## Request 1
Gather every line of the entries below that contains the word "arched", copying each such line in full. The match must respect case.

## Given text
_ _ _ _

Occupied Palestine (The Inside Palestine)- Settler violence against Palestinians in the occupied West Bank is rising rapidly this year, with more than 2 attacks a day on average, per the Israeli military– a far greater rate than a year ago.
According to two Israeli human rights experts, the violent settlers are working with the cooperation of the army and the Israeli government to take over more and more land for Jewish settlement under a policy of pushing Palestinians out of Area C. Just what Naftali Bennett said he wanted.
“Settler violence is a tool for achieving political aims. It’s a tool that serves the government, serves the government policy of taking over land, and therefore it is flourishing; therefore it is successful,” says Lior Amihai, executive director of the human rights group Yesh Din.
Amihai and Hagit Ofran of Israel’s Peace Now movement explained the Bennett government’s tolerance and use of settler violence on a podcast with Ori Nir of Americans for Peace Now on Friday.
Amihai described settler violence as a form of state terror that the state can deny responsibility for, but that has a very strong tradition in Israeli history.
There are so many ways of taking over lands. You can build settlements, outposts, you can declare land state lands and then allocate them to settlements, national parks, touristic sites, archaeological sites. And settler violence is just one of those tools…
The governments of Israel support this taking over of land. And it’s not only the government… Just last year, Trump’s plan basically stated that the last home that the settlers will be able to capture will be the border of the State of Israel. Now this is an incentive to take over more and more lands. This is an incentive therefore for settler violence.

_ _ _ _

## Request 2
Extend the passage above on settler violence in the West Bank, continuing from its last sentence.

_ _ _ _

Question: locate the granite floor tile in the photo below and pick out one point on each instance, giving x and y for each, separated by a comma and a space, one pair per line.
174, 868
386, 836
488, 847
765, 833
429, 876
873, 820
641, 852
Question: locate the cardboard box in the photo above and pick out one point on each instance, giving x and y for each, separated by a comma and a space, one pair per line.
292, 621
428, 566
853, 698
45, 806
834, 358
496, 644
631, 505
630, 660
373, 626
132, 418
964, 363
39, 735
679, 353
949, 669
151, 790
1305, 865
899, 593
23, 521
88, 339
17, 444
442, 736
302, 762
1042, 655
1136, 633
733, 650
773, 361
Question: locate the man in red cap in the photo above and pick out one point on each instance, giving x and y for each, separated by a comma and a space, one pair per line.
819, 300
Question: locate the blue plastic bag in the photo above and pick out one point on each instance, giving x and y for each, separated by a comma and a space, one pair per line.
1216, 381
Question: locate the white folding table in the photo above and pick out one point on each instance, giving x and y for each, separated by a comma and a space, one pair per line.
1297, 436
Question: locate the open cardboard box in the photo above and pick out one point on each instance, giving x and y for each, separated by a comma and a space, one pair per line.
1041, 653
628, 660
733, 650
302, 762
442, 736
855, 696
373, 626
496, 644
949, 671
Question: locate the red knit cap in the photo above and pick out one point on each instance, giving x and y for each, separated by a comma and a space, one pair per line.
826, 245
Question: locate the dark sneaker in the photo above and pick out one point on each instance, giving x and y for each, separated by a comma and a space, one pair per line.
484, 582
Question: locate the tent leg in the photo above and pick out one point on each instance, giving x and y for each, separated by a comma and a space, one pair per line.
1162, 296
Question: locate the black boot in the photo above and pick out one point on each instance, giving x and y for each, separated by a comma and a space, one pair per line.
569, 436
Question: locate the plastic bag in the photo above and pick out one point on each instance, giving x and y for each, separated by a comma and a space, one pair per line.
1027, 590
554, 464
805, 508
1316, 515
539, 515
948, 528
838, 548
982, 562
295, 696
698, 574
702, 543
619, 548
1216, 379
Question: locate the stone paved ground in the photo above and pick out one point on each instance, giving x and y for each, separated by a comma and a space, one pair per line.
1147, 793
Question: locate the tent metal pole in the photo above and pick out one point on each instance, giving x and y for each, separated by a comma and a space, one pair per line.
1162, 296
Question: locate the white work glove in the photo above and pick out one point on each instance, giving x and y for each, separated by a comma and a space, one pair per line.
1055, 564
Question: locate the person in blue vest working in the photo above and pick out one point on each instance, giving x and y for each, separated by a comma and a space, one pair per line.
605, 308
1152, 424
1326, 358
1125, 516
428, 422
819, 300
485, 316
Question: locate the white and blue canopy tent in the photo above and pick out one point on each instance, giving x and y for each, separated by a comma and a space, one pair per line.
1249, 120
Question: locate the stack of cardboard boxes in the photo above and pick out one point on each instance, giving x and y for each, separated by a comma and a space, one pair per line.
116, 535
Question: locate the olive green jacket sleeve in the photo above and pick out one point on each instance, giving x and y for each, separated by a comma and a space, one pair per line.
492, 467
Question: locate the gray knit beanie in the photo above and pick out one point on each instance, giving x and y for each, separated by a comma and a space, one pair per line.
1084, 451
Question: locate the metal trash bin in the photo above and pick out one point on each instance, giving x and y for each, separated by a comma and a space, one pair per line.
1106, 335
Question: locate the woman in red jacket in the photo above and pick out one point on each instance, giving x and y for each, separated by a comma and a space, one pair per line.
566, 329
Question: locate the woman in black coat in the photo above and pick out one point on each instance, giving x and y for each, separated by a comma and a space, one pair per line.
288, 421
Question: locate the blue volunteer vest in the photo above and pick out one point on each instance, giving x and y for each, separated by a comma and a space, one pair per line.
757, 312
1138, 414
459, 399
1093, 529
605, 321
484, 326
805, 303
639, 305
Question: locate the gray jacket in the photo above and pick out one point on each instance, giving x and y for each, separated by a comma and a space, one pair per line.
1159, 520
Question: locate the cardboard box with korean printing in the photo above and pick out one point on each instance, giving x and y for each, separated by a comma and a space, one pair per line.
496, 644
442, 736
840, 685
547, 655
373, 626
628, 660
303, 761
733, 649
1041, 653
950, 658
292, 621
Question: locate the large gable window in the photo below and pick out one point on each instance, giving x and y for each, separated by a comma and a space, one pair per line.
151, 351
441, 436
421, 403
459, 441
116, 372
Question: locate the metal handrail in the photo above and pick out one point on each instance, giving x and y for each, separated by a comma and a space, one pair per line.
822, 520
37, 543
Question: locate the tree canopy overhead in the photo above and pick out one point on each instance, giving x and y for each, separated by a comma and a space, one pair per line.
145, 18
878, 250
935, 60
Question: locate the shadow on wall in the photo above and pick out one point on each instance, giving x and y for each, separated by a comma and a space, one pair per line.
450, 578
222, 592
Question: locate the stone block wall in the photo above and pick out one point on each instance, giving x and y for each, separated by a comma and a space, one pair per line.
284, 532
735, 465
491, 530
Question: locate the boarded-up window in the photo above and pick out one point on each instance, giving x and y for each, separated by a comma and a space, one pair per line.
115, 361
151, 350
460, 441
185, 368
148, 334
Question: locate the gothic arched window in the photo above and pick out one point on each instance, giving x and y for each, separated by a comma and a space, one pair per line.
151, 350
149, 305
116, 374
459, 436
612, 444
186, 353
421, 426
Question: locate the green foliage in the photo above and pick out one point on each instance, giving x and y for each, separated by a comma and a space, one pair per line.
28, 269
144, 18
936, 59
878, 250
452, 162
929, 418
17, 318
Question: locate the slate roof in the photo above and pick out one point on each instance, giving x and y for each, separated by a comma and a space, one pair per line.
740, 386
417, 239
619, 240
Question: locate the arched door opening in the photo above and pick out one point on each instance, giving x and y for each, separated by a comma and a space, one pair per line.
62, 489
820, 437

_ _ _ _

## Answer 1
Question: locate the gothic arched window in the photo above and pick out one point on each instance, giving x and y for each, separated by a comma and a space, one pair per line.
Question: locate the arched door opening in the photo above and pick out one point on each instance, giving x and y for each, separated by a comma and a space, one pair per line.

## Answer 2
The second goal is intimidation. It’s to terrorize the Palestinian communities, and again under the occupation there’s so many other ways to intimidate the Palestinians you’ve got military trainings and checkpoints and invasions in homes and you’ve got the Secret Service and Shin Bet and cameras and you know, the bureaucracy of the occupation and the permit regime right. But unlike other sorts of intimidation, settler violence is not institutionalized.
Amihai said the settlers send a message to the state, “This is our war,” and the army is supposed to serve the settlers. “We will attack these Palestinians because you’re not doing it enough. .. The land that [the Palestinians are] living on is actually our lands.”
And the state defers to the settlers.
Ofran said that settlers and the army are working together, as the famous May 2021 B’Tselem video pictured at the top of this post shows.
The involvement of the military and the settlers– it was always very much connected. You know, in the past, before the establishment of Israel, the civilians in settlements at the borders were the fighters to protect the borders. And they copied it into the way the Israeli army is working in the West Bank. And the settlers are part of the military forces there…The settlers will tell [the army], Here is where we are at… They carry the knowledge, to some extent.
The settlers have a new approach to settling the West Bank: in the last five years, individual families have set up 46 “farm outposts” using light equipment. Such a farm can quickly take over 200 square kilometers of Palestinian land, much more than a traditional settlement, Ofran said:
It’s usually a small farm with several youngsters, usually one family, young couple, with maybe some children and volunteers who come and help them out in their farming. Usually it’s about the sheep or cattle but they grow. And what they do every day is to go around with their sheep and to make sure that the lands around the outposts are Israeli controlled.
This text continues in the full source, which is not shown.